TASK STATEMENT:
How many lines in the records below contain the word "striped"? Reply with the number alone.

PROVIDED ENTRIES:
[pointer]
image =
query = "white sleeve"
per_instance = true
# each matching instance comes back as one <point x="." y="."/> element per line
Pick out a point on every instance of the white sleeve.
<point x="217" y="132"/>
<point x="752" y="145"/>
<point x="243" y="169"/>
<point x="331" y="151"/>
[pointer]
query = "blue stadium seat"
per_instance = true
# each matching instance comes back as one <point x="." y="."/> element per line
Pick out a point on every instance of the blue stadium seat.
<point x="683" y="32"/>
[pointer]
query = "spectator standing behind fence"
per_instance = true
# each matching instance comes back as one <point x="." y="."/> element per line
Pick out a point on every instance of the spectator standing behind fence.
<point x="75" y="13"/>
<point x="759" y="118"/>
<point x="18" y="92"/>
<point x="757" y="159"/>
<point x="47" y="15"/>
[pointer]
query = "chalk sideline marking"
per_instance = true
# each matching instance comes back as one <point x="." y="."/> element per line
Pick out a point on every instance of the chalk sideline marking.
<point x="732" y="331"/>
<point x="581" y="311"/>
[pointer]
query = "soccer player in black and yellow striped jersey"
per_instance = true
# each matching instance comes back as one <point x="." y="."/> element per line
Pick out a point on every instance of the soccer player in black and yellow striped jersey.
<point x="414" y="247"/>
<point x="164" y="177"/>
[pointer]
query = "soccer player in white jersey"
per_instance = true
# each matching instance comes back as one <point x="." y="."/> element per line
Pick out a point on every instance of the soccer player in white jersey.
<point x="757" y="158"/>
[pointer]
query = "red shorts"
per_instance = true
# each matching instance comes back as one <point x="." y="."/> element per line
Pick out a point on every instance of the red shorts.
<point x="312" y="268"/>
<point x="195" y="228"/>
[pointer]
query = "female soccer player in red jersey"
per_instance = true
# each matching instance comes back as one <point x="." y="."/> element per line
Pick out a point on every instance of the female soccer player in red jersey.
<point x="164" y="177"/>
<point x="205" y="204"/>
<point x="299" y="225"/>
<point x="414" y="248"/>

SOLUTION TO THIS PROBLEM:
2